*Texte extrait*
● ● ● ● ●
Les aides liées à la crise sanitaire sont également reconduites, notamment l'aide au pluralisme des services de presse en ligne, qui permet d'accompagner la recherche de nouveaux modèles économiques, ainsi que les crédits du plan de relance. De même, le crédit d'impôt adopté en juillet 2020 pour le premier abonnement souscrit à un journal, à une publication périodique ou à un service de presse en ligne IPG est reconduit, ce qui est positif, même si l'on peut regretter une communication insuffisante sur cette disposition.

Je serai moins positif sur la situation des territoires ultramarins, dont vous n'avez pas parlé cher collègue, et dont les crédits de 2 millions d'euros sont certes reconduits mais ne résoudront pas toutes les difficultés rencontrées, tant la diffusion de la presse y subit des contraintes lourdes, notamment en termes d'acheminement et de stockage du papier.

Malgré cette réserve importante, notre groupe sera favorable au vote des crédits consacrés à la presse parce qu'ils viennent protéger différents acteurs du secteur, garantissant ainsi le maintien du pluralisme et de la qualité de l'information dans notre pays.

M. Jérémy Bacchi . - Je commencerai par saluer la stabilité plutôt encourageante des crédits de l'AFP.

Néanmoins, la diffusion de la presse connaît une mutation et cela crée des inquiétudes pour un certains nombres de petits journaux à travers le pays, qui ont le sentiment de perdre la maîtrise de la distribution.

De plus, on observe une légère baisse de l'aide au pluralisme, d'1,22 million d'euros. Il s'agit peut-être d'une stabilisation des crédits, certains journaux ayant disparu pendant la crise sanitaire. Cependant, dans une année d'élections présidentielles, cette aide méritait d'être substantielle, d'autant qu'un certain nombre de journaux sont en grande difficulté, notamment, vous l'avez mentionné, à cause de l'explosion du prix du papier et de la raréfaction de cette ressource. Le seul apport au pluralisme réside dans les 60 millions d'euros pérennisés au titre du crédit d'impôt pour le premier abonnement.

Pour ces raisons, nous nous abstiendrons lors du vote.

Mme Monique de Marco . - La presse a été confrontée à plusieurs crises et a connu une baisse des ventes de 40 % depuis 2007, et ce phénomène tend à s'accélérer. Par ailleurs, le nombre de marchands de journaux est aussi en forte diminution.

Nous tenons à saluer le soutien d'un secteur en difficulté, mais le régime des aides à la presse mériterait une réforme en profondeur, davantage de transparence, d'équité entre les médias, et de contreparties, notamment sur l'emploi et l'indépendance des journalistes. En effet, certains titres sont aujourd'hui subventionnés alors qu'ils appartiennent à des grands groupes, que des licenciements ont cours dans les rédactions et que les conditions dans lesquelles l'information y est produite se dégradent. Les aides à la presse pourraient servir de levier pour lutter contre la concentration des médias et renforcer leur indépendance par rapport au pouvoir économique.

J'aimerais enfin poser une question de fonctionnement : la question des radios est-elle incluse dans ce programme ?

Et pour conclure, malgré la qualité du rapport, nous nous abstiendrons lors du vote.
● ● ● ● ●
[Annotations de position des objets]
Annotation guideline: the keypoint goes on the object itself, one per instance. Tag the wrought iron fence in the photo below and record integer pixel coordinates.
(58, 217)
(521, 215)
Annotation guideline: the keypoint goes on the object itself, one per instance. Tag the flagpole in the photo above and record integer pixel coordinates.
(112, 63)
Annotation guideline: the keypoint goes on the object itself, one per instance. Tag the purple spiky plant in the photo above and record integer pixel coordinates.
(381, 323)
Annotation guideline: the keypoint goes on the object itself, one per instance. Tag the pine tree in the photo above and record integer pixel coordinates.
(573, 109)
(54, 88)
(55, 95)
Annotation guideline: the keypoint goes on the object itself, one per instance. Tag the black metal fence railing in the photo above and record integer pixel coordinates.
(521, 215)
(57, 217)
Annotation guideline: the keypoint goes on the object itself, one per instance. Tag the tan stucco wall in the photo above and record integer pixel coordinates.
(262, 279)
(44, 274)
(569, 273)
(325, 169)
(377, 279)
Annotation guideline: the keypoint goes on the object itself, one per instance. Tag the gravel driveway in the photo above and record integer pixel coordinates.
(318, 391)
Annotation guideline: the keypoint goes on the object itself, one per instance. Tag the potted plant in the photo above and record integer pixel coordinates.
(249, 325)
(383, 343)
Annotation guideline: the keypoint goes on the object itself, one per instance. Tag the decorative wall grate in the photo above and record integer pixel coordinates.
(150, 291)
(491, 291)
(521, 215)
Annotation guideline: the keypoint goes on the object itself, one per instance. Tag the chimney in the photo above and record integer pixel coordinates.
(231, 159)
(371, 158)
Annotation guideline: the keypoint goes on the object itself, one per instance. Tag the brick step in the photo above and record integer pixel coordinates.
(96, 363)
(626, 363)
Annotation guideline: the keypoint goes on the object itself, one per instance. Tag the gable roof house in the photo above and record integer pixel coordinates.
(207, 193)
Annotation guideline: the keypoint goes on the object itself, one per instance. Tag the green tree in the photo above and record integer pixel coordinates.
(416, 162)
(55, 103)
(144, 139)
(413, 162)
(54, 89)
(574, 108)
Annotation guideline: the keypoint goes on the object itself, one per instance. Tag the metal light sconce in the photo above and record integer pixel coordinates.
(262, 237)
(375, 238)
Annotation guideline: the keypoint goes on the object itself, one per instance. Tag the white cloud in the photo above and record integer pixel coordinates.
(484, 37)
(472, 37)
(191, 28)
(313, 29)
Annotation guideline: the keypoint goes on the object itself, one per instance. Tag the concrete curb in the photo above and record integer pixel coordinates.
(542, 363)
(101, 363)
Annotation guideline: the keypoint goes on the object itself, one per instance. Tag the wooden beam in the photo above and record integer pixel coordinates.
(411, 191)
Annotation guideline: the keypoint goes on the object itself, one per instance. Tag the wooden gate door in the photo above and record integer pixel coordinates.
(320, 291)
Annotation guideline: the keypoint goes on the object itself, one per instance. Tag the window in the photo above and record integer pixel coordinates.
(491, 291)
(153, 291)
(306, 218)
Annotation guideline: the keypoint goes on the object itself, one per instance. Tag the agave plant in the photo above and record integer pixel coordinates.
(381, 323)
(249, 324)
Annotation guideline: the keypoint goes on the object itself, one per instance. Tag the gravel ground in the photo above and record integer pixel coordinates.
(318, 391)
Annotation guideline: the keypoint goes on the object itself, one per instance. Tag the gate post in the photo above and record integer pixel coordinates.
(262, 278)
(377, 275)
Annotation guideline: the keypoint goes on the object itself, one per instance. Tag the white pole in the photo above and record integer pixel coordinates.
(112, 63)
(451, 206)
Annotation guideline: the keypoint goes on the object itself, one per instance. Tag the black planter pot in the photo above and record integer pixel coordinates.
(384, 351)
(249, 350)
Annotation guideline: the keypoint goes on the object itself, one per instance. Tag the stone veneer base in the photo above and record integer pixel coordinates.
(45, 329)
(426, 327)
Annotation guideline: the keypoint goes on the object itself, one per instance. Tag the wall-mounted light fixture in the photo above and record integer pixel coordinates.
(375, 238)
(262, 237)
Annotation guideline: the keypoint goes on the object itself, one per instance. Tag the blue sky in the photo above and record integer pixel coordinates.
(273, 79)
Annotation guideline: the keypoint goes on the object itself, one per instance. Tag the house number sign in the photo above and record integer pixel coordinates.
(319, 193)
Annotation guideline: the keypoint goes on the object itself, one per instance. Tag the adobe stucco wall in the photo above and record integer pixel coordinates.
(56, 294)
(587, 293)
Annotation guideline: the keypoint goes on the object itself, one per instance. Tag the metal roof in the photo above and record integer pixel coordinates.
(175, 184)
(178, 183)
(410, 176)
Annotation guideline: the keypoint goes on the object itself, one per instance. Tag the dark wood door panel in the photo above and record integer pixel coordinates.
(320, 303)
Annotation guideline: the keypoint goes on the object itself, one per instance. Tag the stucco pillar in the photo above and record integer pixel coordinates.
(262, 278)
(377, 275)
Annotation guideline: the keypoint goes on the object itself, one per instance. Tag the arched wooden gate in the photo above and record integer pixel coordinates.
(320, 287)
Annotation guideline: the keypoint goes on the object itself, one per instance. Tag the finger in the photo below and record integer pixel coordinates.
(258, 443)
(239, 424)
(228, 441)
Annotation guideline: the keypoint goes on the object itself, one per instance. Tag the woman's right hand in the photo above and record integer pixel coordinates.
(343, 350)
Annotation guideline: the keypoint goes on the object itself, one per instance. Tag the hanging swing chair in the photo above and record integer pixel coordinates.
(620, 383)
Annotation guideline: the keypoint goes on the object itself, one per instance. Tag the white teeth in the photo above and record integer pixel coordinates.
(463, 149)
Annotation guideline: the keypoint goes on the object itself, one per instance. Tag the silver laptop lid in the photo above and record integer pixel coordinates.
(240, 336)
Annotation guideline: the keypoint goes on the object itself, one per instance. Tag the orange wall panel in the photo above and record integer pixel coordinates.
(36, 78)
● ● ● ● ●
*Objectif*
D'après l'extrait sur les aides à la presse, de quel pourcentage les ventes de la presse ont-elles baissé depuis 2007 ?

*Réponse attendue*
De 40 %.